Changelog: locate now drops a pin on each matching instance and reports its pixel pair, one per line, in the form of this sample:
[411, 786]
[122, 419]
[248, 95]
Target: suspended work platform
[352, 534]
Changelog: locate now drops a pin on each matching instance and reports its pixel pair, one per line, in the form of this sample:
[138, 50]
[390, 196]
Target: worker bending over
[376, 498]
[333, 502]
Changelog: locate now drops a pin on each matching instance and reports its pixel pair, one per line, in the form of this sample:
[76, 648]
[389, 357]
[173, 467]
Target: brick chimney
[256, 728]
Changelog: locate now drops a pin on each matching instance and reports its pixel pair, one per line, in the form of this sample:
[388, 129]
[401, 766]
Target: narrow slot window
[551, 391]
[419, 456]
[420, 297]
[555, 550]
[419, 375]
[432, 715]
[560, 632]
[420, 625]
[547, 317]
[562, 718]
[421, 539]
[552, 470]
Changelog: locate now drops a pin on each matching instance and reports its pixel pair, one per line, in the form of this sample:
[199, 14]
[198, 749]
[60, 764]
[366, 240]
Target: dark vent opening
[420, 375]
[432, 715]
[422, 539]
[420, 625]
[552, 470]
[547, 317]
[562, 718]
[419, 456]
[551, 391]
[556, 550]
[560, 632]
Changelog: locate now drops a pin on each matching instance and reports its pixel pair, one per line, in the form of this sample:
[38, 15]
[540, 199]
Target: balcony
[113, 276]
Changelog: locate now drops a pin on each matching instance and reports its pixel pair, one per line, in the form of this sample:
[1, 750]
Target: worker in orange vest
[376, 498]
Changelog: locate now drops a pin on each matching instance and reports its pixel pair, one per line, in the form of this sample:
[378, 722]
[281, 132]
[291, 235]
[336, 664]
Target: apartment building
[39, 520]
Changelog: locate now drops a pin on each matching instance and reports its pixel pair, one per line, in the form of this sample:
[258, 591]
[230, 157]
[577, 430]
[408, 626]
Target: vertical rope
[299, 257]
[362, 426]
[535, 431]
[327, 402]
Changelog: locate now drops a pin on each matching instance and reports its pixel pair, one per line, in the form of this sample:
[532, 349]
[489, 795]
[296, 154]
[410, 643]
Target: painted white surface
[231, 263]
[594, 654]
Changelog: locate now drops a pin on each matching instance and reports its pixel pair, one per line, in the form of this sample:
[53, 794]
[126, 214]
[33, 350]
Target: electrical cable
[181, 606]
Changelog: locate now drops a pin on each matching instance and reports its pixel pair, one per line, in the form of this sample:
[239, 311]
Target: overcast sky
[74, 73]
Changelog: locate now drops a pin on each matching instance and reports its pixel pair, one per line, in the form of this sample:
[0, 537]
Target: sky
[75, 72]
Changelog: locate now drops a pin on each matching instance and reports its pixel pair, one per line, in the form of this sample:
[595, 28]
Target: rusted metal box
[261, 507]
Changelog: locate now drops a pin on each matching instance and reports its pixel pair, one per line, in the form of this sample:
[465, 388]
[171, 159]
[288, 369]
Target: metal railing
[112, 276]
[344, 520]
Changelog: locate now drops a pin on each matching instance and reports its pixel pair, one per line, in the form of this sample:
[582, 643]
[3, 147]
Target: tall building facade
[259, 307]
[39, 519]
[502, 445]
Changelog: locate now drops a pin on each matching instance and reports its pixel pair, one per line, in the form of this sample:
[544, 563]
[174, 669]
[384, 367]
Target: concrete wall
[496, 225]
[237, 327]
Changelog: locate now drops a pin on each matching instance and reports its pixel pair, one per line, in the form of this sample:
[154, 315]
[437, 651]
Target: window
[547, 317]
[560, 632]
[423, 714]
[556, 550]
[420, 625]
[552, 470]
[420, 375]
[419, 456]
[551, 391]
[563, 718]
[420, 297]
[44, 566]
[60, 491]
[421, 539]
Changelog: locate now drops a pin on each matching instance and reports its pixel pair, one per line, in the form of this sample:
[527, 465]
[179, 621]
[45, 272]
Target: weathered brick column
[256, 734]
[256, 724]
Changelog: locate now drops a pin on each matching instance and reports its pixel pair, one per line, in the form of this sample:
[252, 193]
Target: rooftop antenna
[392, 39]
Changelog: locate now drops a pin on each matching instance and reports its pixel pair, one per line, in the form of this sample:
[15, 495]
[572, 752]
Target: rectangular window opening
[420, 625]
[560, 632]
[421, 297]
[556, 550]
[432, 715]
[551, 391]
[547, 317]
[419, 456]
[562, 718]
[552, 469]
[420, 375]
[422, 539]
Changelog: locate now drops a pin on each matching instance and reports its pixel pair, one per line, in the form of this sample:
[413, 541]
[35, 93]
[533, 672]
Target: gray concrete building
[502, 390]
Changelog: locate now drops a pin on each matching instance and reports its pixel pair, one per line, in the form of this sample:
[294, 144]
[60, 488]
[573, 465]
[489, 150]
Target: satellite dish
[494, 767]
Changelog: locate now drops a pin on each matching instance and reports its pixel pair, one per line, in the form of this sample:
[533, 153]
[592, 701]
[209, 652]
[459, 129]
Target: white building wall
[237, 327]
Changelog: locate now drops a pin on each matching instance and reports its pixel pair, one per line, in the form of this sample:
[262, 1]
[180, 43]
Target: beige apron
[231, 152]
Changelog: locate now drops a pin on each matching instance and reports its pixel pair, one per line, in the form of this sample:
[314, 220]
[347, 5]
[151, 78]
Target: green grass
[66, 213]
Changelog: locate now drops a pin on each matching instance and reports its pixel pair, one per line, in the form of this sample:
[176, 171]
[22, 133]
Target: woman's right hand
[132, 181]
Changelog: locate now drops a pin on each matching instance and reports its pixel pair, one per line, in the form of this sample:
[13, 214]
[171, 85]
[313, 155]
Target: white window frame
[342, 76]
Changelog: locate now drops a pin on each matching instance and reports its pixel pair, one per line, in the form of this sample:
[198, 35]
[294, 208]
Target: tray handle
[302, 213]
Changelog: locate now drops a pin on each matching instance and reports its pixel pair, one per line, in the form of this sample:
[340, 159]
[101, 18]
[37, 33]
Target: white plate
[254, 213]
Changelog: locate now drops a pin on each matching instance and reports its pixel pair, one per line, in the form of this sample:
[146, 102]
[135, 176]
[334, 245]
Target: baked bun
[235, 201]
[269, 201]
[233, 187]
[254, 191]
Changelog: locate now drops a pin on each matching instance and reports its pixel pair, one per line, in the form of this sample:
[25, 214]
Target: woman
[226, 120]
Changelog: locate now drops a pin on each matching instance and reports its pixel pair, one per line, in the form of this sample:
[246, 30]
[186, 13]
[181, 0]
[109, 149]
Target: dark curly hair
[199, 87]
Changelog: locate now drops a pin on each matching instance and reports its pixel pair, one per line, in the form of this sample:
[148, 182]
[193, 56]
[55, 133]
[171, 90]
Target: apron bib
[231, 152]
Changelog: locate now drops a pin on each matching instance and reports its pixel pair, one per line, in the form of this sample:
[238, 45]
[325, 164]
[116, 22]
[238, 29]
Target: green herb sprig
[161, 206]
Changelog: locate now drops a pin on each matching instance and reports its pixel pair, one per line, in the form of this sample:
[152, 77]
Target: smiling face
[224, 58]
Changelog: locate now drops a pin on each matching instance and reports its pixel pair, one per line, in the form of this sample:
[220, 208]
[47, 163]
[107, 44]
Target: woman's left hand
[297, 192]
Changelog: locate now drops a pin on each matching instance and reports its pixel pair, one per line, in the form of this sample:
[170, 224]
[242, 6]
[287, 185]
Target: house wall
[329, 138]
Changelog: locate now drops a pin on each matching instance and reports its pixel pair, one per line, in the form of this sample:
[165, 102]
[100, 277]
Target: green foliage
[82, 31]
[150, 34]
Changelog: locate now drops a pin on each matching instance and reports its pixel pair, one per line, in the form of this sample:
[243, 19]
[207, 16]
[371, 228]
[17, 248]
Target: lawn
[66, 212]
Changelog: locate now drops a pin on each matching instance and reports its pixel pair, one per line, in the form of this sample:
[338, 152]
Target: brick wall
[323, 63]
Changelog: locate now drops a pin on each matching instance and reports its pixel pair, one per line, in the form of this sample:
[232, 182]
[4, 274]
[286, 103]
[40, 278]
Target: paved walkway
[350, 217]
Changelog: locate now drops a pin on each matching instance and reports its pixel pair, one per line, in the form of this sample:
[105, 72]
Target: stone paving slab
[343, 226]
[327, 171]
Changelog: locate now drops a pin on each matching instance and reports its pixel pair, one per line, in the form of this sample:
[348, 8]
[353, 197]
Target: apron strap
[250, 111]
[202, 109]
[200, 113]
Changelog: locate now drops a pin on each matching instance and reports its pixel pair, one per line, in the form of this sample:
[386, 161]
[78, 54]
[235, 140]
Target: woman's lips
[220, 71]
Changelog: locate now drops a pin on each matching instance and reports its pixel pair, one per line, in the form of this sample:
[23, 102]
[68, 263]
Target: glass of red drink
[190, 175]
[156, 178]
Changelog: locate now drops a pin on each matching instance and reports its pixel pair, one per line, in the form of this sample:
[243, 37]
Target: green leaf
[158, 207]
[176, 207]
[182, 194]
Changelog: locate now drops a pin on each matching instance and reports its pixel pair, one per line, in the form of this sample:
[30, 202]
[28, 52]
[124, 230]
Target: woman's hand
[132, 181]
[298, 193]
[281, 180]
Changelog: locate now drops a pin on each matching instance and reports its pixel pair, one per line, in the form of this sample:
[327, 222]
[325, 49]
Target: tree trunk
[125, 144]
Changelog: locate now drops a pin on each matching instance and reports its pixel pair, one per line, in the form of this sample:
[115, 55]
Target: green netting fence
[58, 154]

□ □ □ □

Pick out each line in the entries above that contains the word "green" and copy those lines out in full.

Target: green grass
Target: green herb sprig
Target: green foliage
Target: green leaf
Target: green netting fence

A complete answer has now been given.